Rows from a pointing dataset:
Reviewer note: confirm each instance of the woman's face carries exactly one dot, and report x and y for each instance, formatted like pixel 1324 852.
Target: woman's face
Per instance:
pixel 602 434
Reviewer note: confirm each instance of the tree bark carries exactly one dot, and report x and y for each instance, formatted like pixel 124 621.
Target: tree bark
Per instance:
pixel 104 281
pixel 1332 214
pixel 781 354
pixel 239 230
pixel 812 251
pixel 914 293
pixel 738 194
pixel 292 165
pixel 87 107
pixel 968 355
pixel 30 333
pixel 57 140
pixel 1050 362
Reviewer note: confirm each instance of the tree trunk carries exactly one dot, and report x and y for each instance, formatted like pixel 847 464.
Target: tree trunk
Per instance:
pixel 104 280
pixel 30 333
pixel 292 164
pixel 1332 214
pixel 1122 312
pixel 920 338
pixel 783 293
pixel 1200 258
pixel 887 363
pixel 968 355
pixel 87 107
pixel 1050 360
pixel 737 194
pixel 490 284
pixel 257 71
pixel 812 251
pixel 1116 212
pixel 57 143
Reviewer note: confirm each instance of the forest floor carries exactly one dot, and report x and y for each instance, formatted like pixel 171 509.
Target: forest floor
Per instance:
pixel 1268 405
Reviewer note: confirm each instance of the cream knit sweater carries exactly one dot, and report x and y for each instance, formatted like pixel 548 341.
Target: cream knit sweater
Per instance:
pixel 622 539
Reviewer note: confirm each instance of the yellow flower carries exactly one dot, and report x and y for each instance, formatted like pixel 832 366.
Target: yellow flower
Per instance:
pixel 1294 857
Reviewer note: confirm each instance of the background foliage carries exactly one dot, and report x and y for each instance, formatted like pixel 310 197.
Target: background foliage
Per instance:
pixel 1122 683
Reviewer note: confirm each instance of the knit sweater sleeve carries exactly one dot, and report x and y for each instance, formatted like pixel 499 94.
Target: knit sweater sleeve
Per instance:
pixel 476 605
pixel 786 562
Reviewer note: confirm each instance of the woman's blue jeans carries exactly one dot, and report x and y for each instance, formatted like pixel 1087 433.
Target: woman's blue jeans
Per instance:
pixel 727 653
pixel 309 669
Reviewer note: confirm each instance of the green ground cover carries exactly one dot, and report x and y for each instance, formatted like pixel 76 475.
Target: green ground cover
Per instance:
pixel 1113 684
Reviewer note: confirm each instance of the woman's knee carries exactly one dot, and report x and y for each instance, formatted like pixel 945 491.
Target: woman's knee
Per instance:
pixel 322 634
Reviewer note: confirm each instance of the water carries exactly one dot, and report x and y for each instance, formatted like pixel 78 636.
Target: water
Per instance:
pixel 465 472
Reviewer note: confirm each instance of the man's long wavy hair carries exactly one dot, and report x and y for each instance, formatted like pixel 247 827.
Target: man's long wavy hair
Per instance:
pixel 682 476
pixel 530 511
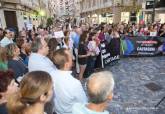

(Stated task) Return word for word every line of the data, beginning with its first line and continuing through the line that contains "pixel 602 434".

(Task result)
Reviewer note: confirm each instance of the woman's face carries exactly one dot, and report x and y for each instance, formatted like pixel 1324 852.
Target: woman's face
Per instance:
pixel 602 434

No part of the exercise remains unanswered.